• CONSIGNES:
1/ Relevez tous les noms propres de lieux (villes, îles, pays) mentionnés dans le récit de voyage.
2/ Réécrivez le passage du récit de voyage compris entre « Nous débarquons le » et « de bons procédés. », inclus, en remplaçant « carton lourd » par « sac volumineux ».
3/ Selon le récit de voyage, à quelle distance du port se trouve Medan ?

• EXTRAIT DU DOCUMENT:
A 17h30 le navire est prêt, l'embarquement peut commencer. Je me laisse entraîner par un porteur qui m'aide à passer les contrôles moyennant un petit billet. Je dois ensuite longer le quai le long des nombreux conteneurs, Batam étant une ville de commerce tout comme Singapour. J'avais été particulièrement surpris en découvrant dans une station de métro de la cité-état un mur illustré de dessins de bateaux d'enfants d'une école locale. La plupart des dessins représentaient des porte conteneurs... symbole du paysage local.
Je trouve un recoin dans un couloir où glisser mon vélo pour la traversée d'environ vingt quatre heures, en classe économique cela va de soit. La classe économique... comment dire? Pas de cabine, c'est un open space comportant une succession de lits superposés et juxtaposés. Quelques toilettes malodorantes (déjà !) se profilent ça et là. J'erre un moment pour trouver mon lit, j'ai heureusement un numéro attribué. J'avance en me demandant sur quel type de voisins je vais tomber... Et me voilà coincé entre plusieurs familles avec enfants en bas âges... jackpot! Mon lit est (déjà) recouvert de jeux, de bagages en tout genre et je tente de me faire une petite place parmi les enfants qui braillent (déjà !). Mais la traversée se passe globalement sans encombre et je me fait naturellement rapidement des connaissances, qui m'interpellent dans leur anglais hésitant. Le « Bule » ne passe pas inaperçu (prononcer boulet). Bule est un terme attribué aux touristes étrangers, blanc uniquement et sonnera avec une certaine ironie tout au long de mon séjour.
Nous débarquons le lendemain en fin d'après midi. Naturellement tout le monde pousse ce qui a pour résultat d'encore plus bloquer la circulation. Un ancien se sert de mon porte bagages arrière pour transporter un carton lourd, mais m'aide à retenir mon vélo dans les descentes d'escaliers. Échanges de bons procédés.
Je sors du débarcadère dans une cohue infernale de klaxons et de bruits de pots d'échappements. Je me fraie un chemin jusque la route qui me mène à Medan, capitale de la province du Nord de l’île de Sumatra, située à une vingtaine de kilomètres du port. Je retrouve la vie énergisante des bords de route d'Asie dans la lumière chaude de fin de journée. Les marchands ici ou là, les enfants qui tirent des cerf volants...
J'arrive en ville où j'avais repéré une auberge, certes coquette mais qui s'avère située juste à coté de la mosquée... Réveil matinal assuré par le muezzin en personne, je pars dès l'aube. Ce sera mon sort durant la plupart de mon séjour en Indonésie. Au contraire de mon souvenir de la Turquie où presque seule la mosquée principale appelle à la prière dans une mélopée mélodieuse, en Indonésie ce sont toutes les mosquées à l'exception de celle du vendredi qui scandent les azans dans une cacophonie criarde parfois difficilement supportable.

• DONNÉES AFFICHÉES:
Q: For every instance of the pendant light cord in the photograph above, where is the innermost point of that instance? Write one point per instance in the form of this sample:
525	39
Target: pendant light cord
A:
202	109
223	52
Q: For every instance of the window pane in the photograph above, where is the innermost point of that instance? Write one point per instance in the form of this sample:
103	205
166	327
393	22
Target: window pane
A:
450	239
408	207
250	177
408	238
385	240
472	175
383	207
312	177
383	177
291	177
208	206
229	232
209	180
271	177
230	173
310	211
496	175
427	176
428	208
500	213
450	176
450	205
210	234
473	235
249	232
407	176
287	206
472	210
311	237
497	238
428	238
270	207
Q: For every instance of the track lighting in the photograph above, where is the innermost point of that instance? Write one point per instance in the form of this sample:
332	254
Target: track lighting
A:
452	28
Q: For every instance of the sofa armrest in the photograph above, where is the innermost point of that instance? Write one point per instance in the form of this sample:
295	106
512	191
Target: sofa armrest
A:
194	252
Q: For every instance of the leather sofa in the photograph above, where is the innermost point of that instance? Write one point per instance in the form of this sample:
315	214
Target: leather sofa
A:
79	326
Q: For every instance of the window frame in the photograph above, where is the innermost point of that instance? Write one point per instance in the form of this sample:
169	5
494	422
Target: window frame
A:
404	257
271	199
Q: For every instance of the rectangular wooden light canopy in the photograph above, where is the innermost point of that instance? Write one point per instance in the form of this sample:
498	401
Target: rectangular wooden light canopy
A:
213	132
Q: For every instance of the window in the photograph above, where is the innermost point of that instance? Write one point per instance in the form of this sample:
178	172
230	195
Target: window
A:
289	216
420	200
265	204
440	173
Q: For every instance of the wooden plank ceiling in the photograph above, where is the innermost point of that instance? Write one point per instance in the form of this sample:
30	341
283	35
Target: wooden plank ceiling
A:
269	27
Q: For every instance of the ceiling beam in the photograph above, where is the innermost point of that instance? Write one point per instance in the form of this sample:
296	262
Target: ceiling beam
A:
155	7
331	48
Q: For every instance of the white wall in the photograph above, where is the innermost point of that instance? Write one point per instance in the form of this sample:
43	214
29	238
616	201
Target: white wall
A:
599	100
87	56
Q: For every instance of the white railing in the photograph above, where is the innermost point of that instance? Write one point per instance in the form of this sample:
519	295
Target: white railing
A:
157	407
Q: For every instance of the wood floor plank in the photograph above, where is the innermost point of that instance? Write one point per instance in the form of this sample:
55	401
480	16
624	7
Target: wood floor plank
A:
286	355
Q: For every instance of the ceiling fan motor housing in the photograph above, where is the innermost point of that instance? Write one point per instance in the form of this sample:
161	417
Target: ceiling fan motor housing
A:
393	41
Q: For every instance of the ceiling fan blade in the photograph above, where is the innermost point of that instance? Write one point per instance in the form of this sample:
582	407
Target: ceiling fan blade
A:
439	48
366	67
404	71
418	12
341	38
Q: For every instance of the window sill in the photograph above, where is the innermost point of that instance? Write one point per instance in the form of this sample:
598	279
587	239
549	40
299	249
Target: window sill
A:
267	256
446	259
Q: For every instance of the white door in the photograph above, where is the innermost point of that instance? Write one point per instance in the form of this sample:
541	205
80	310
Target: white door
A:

• RÉPONSES DE L'EXERCICE:
1/ Batam, Singapour, Medan, Sumatra, Indonésie, Turquie

2/
Nous débarquons le lendemain en fin d'après midi. Naturellement tout le monde pousse ce qui a pour résultat d'encore plus bloquer la circulation. Un ancien se sert de mon porte bagages arrière pour transporter un sac volumineux, mais m'aide à retenir mon vélo dans les descentes d'escaliers. Échanges de bons procédés.

3/ À une vingtaine de kilomètres du port.